Information shown.
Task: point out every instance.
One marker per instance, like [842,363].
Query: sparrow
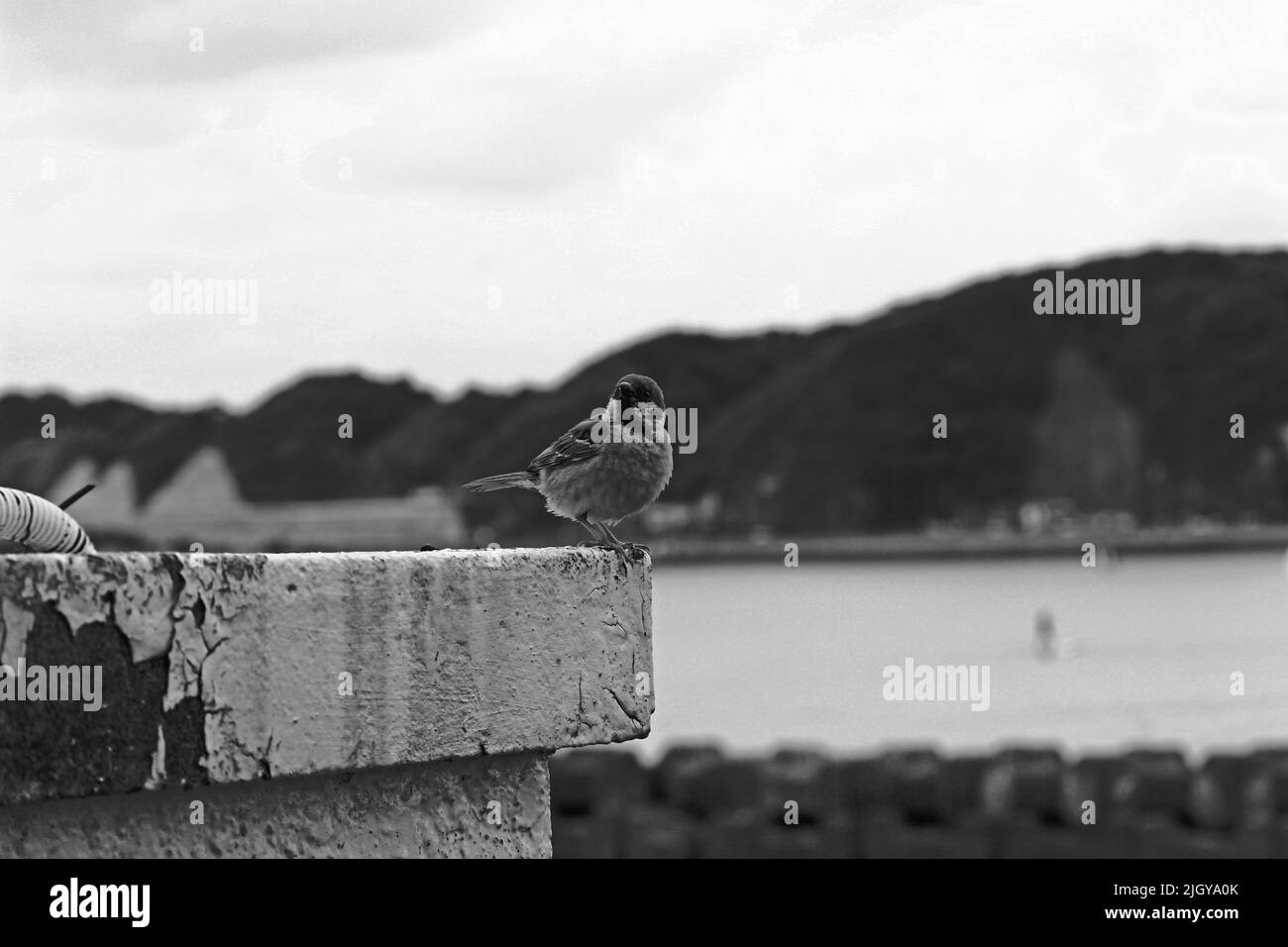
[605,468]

* * *

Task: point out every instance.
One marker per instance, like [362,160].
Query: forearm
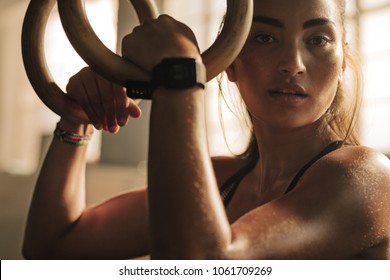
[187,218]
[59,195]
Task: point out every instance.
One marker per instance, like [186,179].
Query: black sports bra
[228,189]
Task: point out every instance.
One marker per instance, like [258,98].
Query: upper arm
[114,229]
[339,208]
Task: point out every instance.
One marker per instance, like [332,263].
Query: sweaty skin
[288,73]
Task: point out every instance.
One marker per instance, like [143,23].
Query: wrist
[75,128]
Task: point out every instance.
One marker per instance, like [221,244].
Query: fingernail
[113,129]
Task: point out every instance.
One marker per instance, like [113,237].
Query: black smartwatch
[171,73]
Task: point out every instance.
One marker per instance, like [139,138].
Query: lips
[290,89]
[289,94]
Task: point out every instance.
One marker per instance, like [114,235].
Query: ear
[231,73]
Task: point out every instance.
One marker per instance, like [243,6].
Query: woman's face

Task requirements.
Pull out each line of the material that contains the string "marker", matching case exactly.

Task answer.
One marker per instance, like [842,363].
One marker per instance, like [362,160].
One marker per instance, like [186,179].
One marker per instance, like [258,98].
One marker per instance, like [332,263].
One marker per instance, like [143,23].
One marker per instance, like [221,244].
One marker per instance, like [113,237].
One marker per instance, like [139,138].
One marker per instance, like [114,235].
One marker per instance, like [243,6].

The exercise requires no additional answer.